What to do: Identify the line that contains "Would you be able to mark the foliage" in the material. Output it and every line after it, unchanged, through the end.

Data extract:
--- START ---
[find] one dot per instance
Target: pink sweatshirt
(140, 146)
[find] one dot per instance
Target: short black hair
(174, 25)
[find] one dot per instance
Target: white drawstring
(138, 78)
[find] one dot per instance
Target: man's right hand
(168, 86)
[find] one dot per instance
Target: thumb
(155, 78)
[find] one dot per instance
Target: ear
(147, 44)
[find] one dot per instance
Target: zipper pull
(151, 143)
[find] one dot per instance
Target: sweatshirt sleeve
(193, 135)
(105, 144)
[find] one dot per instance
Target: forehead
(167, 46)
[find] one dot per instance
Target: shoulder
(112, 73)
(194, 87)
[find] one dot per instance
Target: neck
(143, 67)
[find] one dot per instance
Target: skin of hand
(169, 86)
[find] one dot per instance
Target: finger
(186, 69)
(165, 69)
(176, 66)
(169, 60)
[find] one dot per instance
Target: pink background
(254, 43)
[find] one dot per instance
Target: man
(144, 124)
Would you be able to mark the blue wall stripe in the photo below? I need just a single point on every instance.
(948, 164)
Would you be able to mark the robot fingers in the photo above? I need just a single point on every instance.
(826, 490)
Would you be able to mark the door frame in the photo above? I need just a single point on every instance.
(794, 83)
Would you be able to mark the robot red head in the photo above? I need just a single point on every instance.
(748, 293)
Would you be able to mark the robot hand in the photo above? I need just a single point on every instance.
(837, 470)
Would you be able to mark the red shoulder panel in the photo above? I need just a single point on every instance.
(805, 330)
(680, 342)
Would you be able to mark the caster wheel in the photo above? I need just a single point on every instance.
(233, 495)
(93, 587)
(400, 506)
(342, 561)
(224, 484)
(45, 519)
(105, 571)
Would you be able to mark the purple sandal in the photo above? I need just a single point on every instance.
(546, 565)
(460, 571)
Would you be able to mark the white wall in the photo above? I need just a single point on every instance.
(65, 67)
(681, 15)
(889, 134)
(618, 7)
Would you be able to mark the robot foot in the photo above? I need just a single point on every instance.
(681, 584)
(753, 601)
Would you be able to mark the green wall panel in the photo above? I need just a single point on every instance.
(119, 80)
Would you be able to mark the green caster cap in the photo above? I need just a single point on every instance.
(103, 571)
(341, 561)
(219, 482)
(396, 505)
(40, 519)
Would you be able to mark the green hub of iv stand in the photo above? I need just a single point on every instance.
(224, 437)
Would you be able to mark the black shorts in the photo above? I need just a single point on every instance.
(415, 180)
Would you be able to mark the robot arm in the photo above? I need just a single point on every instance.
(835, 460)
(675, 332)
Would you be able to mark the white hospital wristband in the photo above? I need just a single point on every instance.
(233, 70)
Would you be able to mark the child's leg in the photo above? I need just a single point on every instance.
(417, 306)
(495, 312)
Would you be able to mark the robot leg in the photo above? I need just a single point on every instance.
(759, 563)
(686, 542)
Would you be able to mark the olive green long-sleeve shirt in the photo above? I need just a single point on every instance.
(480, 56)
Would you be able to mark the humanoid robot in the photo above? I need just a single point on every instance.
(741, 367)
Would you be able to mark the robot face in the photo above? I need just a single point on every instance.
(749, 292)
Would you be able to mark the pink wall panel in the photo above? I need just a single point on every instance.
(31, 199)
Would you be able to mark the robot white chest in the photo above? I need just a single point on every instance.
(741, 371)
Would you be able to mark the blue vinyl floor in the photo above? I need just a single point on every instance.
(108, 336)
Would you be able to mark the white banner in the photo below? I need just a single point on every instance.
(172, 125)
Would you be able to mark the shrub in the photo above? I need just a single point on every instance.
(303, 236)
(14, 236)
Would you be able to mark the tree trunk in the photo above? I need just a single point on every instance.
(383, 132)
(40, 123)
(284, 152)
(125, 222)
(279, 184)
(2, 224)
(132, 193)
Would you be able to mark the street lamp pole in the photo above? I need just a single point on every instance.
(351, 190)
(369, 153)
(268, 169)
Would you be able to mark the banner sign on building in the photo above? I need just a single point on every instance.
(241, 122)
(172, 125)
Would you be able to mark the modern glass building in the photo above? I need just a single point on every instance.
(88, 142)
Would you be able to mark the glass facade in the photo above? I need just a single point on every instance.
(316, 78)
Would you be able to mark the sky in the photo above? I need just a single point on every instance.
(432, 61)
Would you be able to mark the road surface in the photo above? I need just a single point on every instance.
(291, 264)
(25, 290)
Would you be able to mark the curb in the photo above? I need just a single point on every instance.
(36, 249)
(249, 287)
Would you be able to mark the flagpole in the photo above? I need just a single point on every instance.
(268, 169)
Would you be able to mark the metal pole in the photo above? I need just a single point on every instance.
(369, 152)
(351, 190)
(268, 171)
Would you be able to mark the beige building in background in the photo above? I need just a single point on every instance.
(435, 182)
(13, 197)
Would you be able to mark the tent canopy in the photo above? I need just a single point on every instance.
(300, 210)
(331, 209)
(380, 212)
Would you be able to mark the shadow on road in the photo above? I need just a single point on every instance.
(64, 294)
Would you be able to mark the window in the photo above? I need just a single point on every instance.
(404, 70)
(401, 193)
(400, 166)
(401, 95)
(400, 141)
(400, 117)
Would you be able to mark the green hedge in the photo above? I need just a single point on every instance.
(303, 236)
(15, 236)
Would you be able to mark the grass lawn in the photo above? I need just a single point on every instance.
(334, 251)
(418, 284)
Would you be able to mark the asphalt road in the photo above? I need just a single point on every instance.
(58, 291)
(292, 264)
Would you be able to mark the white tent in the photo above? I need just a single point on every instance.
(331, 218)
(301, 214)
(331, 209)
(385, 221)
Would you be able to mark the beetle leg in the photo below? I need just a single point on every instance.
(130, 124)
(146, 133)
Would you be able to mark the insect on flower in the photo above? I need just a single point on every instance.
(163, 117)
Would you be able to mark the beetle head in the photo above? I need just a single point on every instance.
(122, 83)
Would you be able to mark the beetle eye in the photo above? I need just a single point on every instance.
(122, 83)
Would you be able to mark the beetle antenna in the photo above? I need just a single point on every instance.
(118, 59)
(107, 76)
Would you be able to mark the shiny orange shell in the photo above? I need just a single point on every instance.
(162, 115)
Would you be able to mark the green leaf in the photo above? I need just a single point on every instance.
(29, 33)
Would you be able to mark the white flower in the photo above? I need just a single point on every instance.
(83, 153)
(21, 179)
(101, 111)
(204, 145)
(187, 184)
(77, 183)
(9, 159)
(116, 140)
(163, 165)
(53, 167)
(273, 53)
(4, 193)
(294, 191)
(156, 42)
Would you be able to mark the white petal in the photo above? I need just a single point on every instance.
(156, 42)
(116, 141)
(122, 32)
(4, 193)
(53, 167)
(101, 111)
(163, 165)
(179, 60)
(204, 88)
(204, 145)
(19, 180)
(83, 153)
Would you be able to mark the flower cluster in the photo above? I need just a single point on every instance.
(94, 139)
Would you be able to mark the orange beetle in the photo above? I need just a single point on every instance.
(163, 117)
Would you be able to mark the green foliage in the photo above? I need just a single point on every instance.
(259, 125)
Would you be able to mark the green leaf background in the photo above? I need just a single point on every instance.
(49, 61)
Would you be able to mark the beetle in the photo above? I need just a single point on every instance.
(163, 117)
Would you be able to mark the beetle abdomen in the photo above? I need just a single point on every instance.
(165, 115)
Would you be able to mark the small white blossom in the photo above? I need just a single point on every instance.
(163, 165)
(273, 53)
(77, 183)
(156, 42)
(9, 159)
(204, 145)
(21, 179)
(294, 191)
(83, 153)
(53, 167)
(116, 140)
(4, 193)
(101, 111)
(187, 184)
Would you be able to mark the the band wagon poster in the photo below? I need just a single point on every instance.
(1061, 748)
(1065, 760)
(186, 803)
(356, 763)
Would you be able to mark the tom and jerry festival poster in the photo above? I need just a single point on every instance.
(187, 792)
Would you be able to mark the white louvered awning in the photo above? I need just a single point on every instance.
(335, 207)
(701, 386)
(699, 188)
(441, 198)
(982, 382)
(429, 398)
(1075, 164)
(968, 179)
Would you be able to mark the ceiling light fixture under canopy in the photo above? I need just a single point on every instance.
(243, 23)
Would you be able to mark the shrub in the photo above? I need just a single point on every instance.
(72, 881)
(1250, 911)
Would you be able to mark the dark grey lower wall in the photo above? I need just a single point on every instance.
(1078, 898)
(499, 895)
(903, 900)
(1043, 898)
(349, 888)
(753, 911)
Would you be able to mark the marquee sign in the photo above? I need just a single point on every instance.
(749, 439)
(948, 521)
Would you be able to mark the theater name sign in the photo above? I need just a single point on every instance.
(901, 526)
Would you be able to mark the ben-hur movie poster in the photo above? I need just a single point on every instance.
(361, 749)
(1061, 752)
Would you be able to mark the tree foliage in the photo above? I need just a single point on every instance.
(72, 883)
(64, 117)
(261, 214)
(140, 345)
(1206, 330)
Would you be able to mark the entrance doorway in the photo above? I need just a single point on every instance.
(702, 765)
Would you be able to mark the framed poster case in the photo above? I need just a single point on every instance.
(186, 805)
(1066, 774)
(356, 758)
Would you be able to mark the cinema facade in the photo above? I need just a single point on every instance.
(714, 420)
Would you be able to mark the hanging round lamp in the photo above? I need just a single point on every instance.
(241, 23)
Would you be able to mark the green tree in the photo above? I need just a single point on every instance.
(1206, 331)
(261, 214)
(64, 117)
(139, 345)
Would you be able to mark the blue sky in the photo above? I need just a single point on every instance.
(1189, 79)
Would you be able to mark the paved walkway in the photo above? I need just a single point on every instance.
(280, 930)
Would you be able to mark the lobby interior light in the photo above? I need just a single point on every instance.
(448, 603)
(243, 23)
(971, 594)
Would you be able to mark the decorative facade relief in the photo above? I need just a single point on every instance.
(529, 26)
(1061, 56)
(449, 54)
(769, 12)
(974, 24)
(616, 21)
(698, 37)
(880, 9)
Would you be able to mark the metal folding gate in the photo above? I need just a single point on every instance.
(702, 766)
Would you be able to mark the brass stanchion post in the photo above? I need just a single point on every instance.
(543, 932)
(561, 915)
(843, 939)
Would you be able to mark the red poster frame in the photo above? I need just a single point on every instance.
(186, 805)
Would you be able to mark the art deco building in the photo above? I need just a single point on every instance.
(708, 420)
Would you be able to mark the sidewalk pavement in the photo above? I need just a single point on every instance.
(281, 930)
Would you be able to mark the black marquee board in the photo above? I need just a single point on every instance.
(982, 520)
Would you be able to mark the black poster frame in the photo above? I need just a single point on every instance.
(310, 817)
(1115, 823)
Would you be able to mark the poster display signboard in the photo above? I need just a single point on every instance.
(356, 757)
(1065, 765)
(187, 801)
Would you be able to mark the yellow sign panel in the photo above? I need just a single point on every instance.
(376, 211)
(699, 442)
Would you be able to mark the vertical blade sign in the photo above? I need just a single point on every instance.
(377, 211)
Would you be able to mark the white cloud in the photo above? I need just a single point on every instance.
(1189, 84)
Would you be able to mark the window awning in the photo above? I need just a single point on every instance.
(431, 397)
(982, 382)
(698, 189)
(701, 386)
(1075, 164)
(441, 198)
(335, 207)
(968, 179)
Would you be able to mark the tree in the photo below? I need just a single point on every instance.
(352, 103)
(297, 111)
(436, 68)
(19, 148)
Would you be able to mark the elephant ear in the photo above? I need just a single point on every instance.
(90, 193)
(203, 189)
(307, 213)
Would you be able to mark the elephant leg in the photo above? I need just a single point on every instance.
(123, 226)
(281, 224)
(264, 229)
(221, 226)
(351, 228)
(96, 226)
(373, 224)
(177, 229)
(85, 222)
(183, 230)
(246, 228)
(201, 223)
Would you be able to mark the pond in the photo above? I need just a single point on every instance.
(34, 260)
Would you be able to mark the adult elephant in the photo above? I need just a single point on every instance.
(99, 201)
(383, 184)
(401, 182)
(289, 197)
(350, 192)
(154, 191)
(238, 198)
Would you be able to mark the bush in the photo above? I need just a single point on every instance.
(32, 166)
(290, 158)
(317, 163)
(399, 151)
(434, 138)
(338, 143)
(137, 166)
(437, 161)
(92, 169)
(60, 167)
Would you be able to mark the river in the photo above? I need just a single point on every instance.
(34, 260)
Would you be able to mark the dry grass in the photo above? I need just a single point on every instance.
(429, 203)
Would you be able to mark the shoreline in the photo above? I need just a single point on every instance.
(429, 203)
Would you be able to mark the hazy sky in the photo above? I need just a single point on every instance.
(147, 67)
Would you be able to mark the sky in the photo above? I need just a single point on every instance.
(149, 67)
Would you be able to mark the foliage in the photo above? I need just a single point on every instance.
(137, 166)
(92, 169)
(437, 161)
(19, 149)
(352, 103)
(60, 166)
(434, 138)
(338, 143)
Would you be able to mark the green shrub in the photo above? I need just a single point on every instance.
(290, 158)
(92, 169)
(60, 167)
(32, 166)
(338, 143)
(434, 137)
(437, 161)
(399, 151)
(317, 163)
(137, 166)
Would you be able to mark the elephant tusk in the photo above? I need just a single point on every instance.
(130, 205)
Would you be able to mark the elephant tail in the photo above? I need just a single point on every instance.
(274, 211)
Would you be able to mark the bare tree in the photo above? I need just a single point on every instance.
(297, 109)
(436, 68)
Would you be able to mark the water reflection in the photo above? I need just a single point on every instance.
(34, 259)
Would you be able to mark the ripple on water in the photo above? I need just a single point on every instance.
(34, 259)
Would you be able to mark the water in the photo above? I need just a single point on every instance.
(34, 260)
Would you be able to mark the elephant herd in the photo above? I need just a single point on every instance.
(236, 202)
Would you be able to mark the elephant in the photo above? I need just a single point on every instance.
--- END ---
Exercise answer:
Would you be able to mark the foliage in the photo above? I need just a single point on every instance.
(137, 166)
(92, 169)
(437, 161)
(19, 149)
(352, 103)
(60, 166)
(434, 138)
(338, 143)
Would you be able to mark the green shrub in the photo above? I need just a single point on every instance.
(290, 158)
(92, 169)
(60, 167)
(32, 166)
(338, 143)
(434, 137)
(437, 161)
(399, 151)
(317, 163)
(137, 166)
Would you be able to mark the elephant tusk in the photo above? I need just a single point on every instance.
(130, 205)
Would you be able to mark the elephant tail in the photo above? I need just a single point on every instance.
(274, 211)
Would you be able to mark the bare tree in the photo above? I need just a single point on every instance.
(297, 109)
(436, 68)
Would you be able to mark the water reflection in the photo above? I need just a single point on every instance.
(34, 259)
Would you be able to mark the ripple on water in the photo above? I need just a single point on every instance.
(34, 259)
Would you be able to mark the water in the photo above? I need just a single point on every instance.
(34, 260)
Would you be able to mark the elephant herd in the photo above? I need just a single point on every instance.
(236, 202)
Would you be able to mark the elephant in the photo above? I need just a single point on every instance.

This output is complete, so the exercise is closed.